*** Opening of GIVEN RECORDS ***

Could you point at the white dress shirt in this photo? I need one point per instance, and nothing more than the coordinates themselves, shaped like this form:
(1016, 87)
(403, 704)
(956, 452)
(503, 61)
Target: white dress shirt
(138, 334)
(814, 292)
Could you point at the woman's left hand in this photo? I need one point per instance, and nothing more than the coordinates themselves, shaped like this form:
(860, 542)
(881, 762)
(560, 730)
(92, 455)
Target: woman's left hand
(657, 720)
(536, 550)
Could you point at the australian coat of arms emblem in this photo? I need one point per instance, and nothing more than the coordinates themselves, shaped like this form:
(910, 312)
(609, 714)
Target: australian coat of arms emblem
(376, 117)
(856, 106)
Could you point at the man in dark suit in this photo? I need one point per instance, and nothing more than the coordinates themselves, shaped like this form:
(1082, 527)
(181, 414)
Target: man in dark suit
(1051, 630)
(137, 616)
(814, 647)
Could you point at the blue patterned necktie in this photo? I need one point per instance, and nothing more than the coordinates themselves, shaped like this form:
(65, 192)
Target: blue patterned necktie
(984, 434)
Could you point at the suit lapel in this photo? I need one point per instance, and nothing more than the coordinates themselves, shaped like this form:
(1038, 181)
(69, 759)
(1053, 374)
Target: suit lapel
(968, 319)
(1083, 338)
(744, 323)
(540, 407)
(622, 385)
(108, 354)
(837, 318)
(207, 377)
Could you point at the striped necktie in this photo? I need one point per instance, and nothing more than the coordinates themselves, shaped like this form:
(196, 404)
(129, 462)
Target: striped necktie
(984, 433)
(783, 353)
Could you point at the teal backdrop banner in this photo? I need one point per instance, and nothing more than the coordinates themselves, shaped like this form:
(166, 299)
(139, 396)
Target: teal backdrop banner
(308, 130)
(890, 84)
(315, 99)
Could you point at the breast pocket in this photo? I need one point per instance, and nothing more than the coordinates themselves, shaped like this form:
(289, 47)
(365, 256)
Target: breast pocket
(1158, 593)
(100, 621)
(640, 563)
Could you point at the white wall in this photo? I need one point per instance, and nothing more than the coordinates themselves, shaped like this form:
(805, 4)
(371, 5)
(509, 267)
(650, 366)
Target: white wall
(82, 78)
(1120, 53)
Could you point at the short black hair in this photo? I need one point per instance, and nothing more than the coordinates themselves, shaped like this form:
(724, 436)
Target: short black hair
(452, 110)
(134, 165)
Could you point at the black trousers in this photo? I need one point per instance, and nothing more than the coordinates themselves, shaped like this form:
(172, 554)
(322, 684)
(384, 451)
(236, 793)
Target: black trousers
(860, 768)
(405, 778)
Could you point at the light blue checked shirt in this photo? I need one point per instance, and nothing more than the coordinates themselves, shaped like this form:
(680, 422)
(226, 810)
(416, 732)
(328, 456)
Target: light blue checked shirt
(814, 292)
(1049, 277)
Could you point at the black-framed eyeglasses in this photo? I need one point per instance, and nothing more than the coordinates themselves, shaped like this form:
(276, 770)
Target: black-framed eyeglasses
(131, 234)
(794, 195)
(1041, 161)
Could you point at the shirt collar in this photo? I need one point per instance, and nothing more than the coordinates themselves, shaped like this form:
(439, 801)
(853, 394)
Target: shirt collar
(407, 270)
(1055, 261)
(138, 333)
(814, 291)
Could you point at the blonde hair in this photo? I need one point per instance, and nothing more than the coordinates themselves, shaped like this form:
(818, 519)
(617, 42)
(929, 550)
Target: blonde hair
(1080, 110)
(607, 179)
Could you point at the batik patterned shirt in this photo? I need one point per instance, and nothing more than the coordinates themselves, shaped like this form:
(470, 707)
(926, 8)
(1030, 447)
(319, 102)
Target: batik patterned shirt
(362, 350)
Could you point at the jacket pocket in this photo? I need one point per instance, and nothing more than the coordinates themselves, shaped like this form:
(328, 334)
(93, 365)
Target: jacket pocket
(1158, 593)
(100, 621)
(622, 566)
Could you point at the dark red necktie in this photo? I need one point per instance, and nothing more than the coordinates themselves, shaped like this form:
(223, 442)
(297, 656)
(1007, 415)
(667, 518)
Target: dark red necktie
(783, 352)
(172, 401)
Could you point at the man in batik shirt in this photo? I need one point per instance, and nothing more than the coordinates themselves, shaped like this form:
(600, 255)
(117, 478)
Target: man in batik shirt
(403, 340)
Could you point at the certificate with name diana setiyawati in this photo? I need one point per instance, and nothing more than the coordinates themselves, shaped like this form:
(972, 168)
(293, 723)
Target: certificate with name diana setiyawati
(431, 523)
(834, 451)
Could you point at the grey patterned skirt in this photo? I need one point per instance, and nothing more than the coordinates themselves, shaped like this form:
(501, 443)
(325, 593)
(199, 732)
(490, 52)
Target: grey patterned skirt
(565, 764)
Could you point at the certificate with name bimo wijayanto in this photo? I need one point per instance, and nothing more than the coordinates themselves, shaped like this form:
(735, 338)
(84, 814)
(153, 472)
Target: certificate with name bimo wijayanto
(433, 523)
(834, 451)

*** Close of GIVEN RECORDS ***

TASK REQUIREMENTS: Reproduce every record that appears above, keeping the wording exact.

ANSWER:
Could you point at the white dress shirt in this photo? I need one point per instance, and nothing more than the coordinates themselves, shaped like this form:
(1016, 87)
(403, 704)
(956, 452)
(503, 61)
Target: white dress shirt
(138, 334)
(814, 292)
Could you point at the woman's left hand in this photo? I need one point per instance, and nothing more than the coordinates themselves, shaped like this form:
(860, 542)
(881, 762)
(560, 730)
(92, 455)
Target: woman's left hand
(657, 720)
(536, 550)
Could you point at the australian coat of arms emblem in this photo? I need one point per instance, and nothing more than the coordinates themselves, shaped like this form:
(910, 312)
(609, 714)
Target: australian coat of arms emblem
(376, 117)
(856, 106)
Could you point at the man in dark suit in this photo? I need one point per instance, and nothing more than the coordinates themselves, shaped like this form:
(1082, 527)
(181, 414)
Target: man in dark suit
(1051, 630)
(137, 616)
(814, 647)
Could you point at the blue patterned necktie in this photo? I need one point per instance, and nothing more than the coordinates themselves, shaped like this form:
(65, 192)
Target: blue patterned necktie
(984, 434)
Could you point at the suit lapel in this photo? I need one point per instance, and nothing more than the coordinates themselves, shaped like this form:
(1038, 181)
(69, 759)
(1053, 374)
Target: suit lapel
(968, 319)
(1083, 338)
(744, 323)
(540, 407)
(622, 385)
(108, 354)
(837, 318)
(207, 377)
Could you point at the striped necktie in this photo? I need one point per instance, and nothing more than the coordinates themselves, shaped like this form:
(196, 404)
(129, 462)
Target: striped necktie
(984, 433)
(783, 353)
Could you point at the teal backdrop banner in this photo? I need one point per instance, and nothing more than the coordinates themselves, shaped like this form:
(166, 299)
(139, 396)
Target: teal backdrop banner
(308, 130)
(890, 84)
(315, 99)
Could you point at the breast pocket in this photo? I need one point per instance, and nothing more than the coordinates themselves, shaped like this form:
(289, 47)
(365, 256)
Target: breast pocket
(1158, 593)
(100, 621)
(640, 563)
Could you point at the white wall in this photo? I need one point per instance, and nothing more than the coordinates themselves, shaped like this form:
(805, 4)
(371, 5)
(509, 267)
(650, 366)
Target: white wall
(82, 78)
(1120, 53)
Could you point at the short black hair in this photo? I need one point per instance, and nothing more than the coordinates themselves, shaped like this form:
(724, 436)
Target: short black hair
(452, 110)
(134, 165)
Could you point at the black trousers in this photo? I need one point per instance, and nothing more than the coordinates themselves, shaped like this form:
(172, 554)
(322, 684)
(384, 451)
(236, 793)
Target: black trousers
(860, 768)
(405, 778)
Could you point at the light blue checked shirt in this photo? I need one point per instance, and nothing more than the coordinates themselves, shaped like this form:
(680, 422)
(226, 810)
(416, 732)
(328, 456)
Target: light blue checked shirt
(814, 292)
(1049, 277)
Could you point at the black-framed eyeglasses in this photo? I need one point per instance, and nothing more than the coordinates themselves, shaped like this form:
(276, 770)
Target: black-framed eyeglasses
(131, 234)
(794, 195)
(1041, 161)
Could you point at the shirt collar in this photo? I need one point per instance, and nothing more than the coordinates themselves, shaped like this form:
(439, 801)
(853, 394)
Target: shirt collar
(407, 270)
(1055, 261)
(138, 333)
(814, 291)
Could you point at the blonde hair in this photo? I need one point per instance, and nothing more than the coordinates themselves, shaped like this form:
(818, 519)
(617, 42)
(929, 550)
Target: blonde hair
(1080, 110)
(607, 179)
Could you point at the batik patterned shirt in this photo? I need one point per instance, and nothing more than the coordinates themselves, shaped like this form:
(470, 707)
(926, 8)
(1030, 447)
(319, 102)
Target: batik patterned shirt
(362, 350)
Could you point at the jacket pocket in this photo? I need one point per instance, and nothing more than the coordinates themselves, shaped like this form:
(328, 334)
(93, 365)
Target: jacket pocket
(1158, 593)
(100, 621)
(622, 566)
Could you point at the dark red necktie in this photo? I need one point per instance, and nothing more than the coordinates themselves, shaped like this form:
(223, 442)
(297, 656)
(1007, 415)
(667, 518)
Target: dark red necktie
(783, 352)
(172, 401)
Could you point at the man in batik shirt in this photo? I need one point per instance, and nothing more than the coordinates themselves, shaped like this form:
(600, 255)
(117, 478)
Target: man in batik shirt
(403, 340)
Could you point at the certificate with name diana setiyawati in this photo? I need one point per instance, and nothing more than the coordinates themselves, shaped like this form:
(972, 168)
(293, 723)
Target: certificate with name diana setiyawati
(431, 523)
(834, 451)
Could you point at the grey patterned skirt in this photo? I need one point per instance, and nothing more than the coordinates themselves, shaped like this form:
(501, 443)
(325, 593)
(199, 732)
(490, 52)
Target: grey patterned skirt
(565, 764)
Could you point at the certificate with name bimo wijayanto in this photo? I need one point per instance, and nothing more than the coordinates themselves, shaped like this form:
(735, 338)
(84, 814)
(153, 472)
Target: certificate with name bimo wijayanto
(433, 523)
(834, 451)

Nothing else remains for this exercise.